### Objective
Convert every line of the entries below into a single numbered list, omitting any blank lines.

### Supplied data

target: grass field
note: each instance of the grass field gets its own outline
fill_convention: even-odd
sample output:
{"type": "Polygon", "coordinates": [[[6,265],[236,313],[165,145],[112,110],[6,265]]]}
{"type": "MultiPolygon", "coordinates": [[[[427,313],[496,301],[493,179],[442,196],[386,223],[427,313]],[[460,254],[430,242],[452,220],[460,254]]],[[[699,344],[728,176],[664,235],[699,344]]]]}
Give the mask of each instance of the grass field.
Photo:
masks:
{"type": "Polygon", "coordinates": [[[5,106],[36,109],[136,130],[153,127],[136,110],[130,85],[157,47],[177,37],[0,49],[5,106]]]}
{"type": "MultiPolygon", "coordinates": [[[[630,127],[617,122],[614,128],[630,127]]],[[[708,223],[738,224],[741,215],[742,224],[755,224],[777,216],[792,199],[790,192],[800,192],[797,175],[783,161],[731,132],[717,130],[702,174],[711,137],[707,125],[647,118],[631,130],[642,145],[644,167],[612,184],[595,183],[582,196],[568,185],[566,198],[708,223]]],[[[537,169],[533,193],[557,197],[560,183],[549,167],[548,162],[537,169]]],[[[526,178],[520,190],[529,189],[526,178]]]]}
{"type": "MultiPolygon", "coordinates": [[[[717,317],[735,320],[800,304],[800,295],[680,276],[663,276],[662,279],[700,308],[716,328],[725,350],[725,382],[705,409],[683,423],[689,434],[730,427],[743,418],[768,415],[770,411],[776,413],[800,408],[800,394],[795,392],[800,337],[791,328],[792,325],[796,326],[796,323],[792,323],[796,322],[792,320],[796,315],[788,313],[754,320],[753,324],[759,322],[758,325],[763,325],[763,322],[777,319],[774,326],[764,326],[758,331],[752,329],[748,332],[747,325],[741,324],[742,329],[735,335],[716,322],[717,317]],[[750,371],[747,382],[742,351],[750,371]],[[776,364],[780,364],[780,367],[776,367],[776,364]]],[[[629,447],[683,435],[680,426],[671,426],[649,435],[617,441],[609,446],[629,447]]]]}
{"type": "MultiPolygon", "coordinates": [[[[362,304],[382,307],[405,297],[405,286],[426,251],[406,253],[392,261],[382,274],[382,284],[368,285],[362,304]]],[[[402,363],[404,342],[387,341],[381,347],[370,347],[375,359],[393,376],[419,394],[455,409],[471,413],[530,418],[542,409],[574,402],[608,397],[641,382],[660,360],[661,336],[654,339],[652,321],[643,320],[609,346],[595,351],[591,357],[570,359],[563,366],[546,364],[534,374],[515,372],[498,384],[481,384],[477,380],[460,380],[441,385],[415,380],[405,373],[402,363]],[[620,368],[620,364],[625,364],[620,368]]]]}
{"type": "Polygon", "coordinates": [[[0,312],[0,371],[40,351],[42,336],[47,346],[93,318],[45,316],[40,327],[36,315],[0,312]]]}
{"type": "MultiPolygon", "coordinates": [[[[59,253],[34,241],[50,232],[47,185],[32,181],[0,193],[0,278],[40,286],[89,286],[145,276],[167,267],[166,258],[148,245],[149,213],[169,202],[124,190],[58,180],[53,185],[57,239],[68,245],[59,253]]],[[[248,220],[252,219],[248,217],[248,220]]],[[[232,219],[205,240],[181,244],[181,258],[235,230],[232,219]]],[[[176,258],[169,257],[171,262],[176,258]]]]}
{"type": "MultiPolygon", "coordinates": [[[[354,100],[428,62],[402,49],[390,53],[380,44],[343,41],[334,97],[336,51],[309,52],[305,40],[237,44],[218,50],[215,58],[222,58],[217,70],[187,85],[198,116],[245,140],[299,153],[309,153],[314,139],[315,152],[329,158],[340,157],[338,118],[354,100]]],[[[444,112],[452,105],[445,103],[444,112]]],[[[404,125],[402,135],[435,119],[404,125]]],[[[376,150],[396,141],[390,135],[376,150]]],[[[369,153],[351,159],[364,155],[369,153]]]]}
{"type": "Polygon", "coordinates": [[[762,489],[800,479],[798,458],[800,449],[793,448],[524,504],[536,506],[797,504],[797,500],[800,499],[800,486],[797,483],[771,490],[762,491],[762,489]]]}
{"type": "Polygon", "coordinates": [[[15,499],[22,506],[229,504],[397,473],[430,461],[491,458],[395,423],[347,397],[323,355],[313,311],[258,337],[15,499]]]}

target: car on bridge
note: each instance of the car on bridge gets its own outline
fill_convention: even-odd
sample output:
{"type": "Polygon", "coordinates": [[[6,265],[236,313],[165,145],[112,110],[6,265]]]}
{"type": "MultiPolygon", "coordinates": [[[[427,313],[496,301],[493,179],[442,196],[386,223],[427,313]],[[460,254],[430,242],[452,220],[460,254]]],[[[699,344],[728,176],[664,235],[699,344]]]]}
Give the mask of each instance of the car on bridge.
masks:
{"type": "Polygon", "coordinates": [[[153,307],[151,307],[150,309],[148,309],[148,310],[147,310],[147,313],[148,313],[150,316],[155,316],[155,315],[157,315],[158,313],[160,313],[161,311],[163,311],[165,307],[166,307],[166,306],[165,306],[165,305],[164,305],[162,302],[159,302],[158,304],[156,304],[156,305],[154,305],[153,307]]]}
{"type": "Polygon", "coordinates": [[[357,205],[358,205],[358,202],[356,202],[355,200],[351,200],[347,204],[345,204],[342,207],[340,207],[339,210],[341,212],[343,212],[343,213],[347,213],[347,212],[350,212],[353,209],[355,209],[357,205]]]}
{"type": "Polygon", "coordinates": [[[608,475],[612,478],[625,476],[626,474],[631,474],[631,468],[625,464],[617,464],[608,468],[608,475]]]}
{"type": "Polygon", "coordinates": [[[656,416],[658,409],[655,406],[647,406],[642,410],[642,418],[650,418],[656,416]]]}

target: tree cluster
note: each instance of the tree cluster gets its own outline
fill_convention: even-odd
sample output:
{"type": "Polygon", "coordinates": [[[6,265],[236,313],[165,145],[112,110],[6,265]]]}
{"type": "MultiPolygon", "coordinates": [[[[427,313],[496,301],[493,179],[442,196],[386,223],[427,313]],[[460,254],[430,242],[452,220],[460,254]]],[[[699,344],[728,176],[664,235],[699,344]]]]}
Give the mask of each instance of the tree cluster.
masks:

### Task output
1. target: grass field
2. note: each instance of the grass field gets its own outline
3. fill_convention: even-odd
4. sample output:
5. {"type": "Polygon", "coordinates": [[[6,265],[236,313],[165,145],[112,110],[6,265]]]}
6. {"type": "MultiPolygon", "coordinates": [[[[427,313],[496,301],[493,179],[442,196],[386,223],[427,313]],[[460,254],[430,242],[452,220],[460,254]]],[[[699,344],[728,176],[664,235],[699,344]]]]}
7. Give the mask of each instance of the grass field.
8. Photo:
9. masks:
10. {"type": "Polygon", "coordinates": [[[5,106],[36,109],[136,130],[153,127],[136,110],[130,85],[157,47],[177,37],[0,49],[5,106]]]}
11. {"type": "MultiPolygon", "coordinates": [[[[630,127],[617,122],[614,128],[630,127]]],[[[708,223],[738,224],[741,215],[742,224],[755,224],[777,216],[792,199],[790,192],[800,192],[797,175],[783,161],[731,132],[717,130],[702,174],[711,137],[707,125],[647,118],[631,130],[642,145],[644,167],[612,184],[595,183],[582,196],[568,185],[566,198],[708,223]]],[[[537,169],[533,193],[557,197],[560,183],[549,167],[548,162],[537,169]]],[[[526,178],[520,190],[529,189],[526,178]]]]}
12. {"type": "MultiPolygon", "coordinates": [[[[717,317],[735,320],[800,304],[800,295],[680,276],[663,276],[662,279],[700,308],[716,328],[725,350],[725,382],[705,409],[683,423],[689,434],[730,427],[743,418],[768,415],[770,411],[776,413],[800,408],[800,394],[795,392],[800,337],[791,328],[792,325],[796,326],[796,323],[792,323],[796,322],[792,320],[796,315],[788,313],[754,320],[753,324],[759,322],[758,325],[763,325],[763,322],[777,319],[774,326],[764,326],[758,331],[752,329],[748,332],[747,325],[741,324],[742,329],[735,335],[716,322],[717,317]],[[750,371],[747,382],[742,351],[750,371]],[[776,364],[780,364],[780,367],[776,367],[776,364]]],[[[629,447],[683,435],[680,426],[671,426],[649,435],[617,441],[609,446],[629,447]]]]}
13. {"type": "MultiPolygon", "coordinates": [[[[362,304],[382,307],[405,297],[405,286],[426,251],[406,253],[392,261],[382,274],[382,284],[368,285],[362,304]]],[[[402,363],[404,342],[387,341],[381,347],[370,347],[375,359],[393,376],[419,394],[455,409],[471,413],[530,418],[542,409],[574,402],[608,397],[641,382],[660,360],[661,336],[654,339],[652,321],[643,320],[609,346],[595,351],[591,357],[570,359],[563,366],[546,364],[534,374],[515,372],[498,384],[481,384],[477,380],[460,380],[441,385],[415,380],[405,373],[402,363]],[[620,368],[620,364],[625,364],[620,368]]]]}
14. {"type": "Polygon", "coordinates": [[[0,312],[0,371],[40,351],[42,336],[47,346],[93,318],[45,316],[40,327],[36,315],[0,312]]]}
15. {"type": "MultiPolygon", "coordinates": [[[[59,253],[34,241],[50,232],[47,185],[32,181],[0,193],[0,278],[40,286],[89,286],[145,276],[167,267],[166,258],[148,245],[149,213],[169,202],[124,190],[58,180],[53,185],[57,239],[68,245],[59,253]]],[[[248,220],[252,219],[248,217],[248,220]]],[[[232,219],[205,240],[181,244],[181,258],[235,230],[232,219]]],[[[176,258],[169,257],[171,262],[176,258]]]]}
16. {"type": "MultiPolygon", "coordinates": [[[[354,100],[428,62],[402,49],[390,53],[380,44],[343,41],[334,97],[336,51],[309,52],[305,40],[237,44],[218,50],[215,58],[222,58],[217,70],[187,85],[198,116],[245,140],[299,153],[309,153],[314,139],[315,152],[329,158],[340,157],[338,118],[354,100]]],[[[444,112],[452,105],[445,103],[444,112]]],[[[404,125],[402,135],[435,119],[404,125]]],[[[376,150],[396,141],[390,135],[376,150]]],[[[369,153],[351,159],[364,155],[369,153]]]]}
17. {"type": "Polygon", "coordinates": [[[762,489],[800,479],[798,458],[800,449],[793,448],[524,504],[536,506],[797,504],[797,500],[800,499],[800,486],[797,483],[771,490],[762,491],[762,489]]]}
18. {"type": "Polygon", "coordinates": [[[15,499],[22,506],[229,504],[397,473],[430,461],[491,458],[395,423],[347,397],[323,355],[313,311],[258,337],[15,499]]]}
19. target: car on bridge
20. note: each instance of the car on bridge gets its own outline
21. fill_convention: even-odd
22. sample output:
23. {"type": "Polygon", "coordinates": [[[6,265],[236,313],[165,145],[112,110],[6,265]]]}
24. {"type": "MultiPolygon", "coordinates": [[[[427,313],[496,301],[493,179],[442,196],[386,223],[427,313]],[[460,254],[430,242],[452,220],[460,254]]],[[[699,344],[728,176],[664,235],[699,344]]]]}
25. Give the mask of each instance of the car on bridge.
26. masks:
27. {"type": "Polygon", "coordinates": [[[153,307],[151,307],[150,309],[148,309],[148,310],[147,310],[147,313],[148,313],[150,316],[155,316],[155,315],[157,315],[158,313],[160,313],[161,311],[163,311],[165,307],[166,307],[166,306],[165,306],[165,305],[164,305],[162,302],[159,302],[158,304],[156,304],[156,305],[154,305],[153,307]]]}
28. {"type": "Polygon", "coordinates": [[[357,205],[358,205],[358,202],[356,202],[355,200],[351,200],[347,204],[345,204],[342,207],[340,207],[339,210],[341,212],[343,212],[343,213],[347,213],[347,212],[350,212],[353,209],[355,209],[357,205]]]}
29. {"type": "Polygon", "coordinates": [[[608,475],[612,478],[625,476],[626,474],[631,474],[631,468],[625,464],[617,464],[608,468],[608,475]]]}
30. {"type": "Polygon", "coordinates": [[[656,416],[658,409],[655,406],[647,406],[642,410],[642,418],[650,418],[656,416]]]}
31. target: tree cluster
32. note: each instance of the tree cluster gets its own outline
33. fill_convention: even-odd
34. sample output:
35. {"type": "Polygon", "coordinates": [[[6,265],[236,313],[165,145],[112,110],[6,265]]]}
36. {"type": "MultiPolygon", "coordinates": [[[[427,313],[496,301],[493,179],[442,196],[386,223],[427,313]],[[460,254],[430,242],[452,220],[460,254]]],[[[699,344],[728,176],[664,235],[699,344]]]]}
37. Give the mask of each instance of the tree cluster.
38. masks:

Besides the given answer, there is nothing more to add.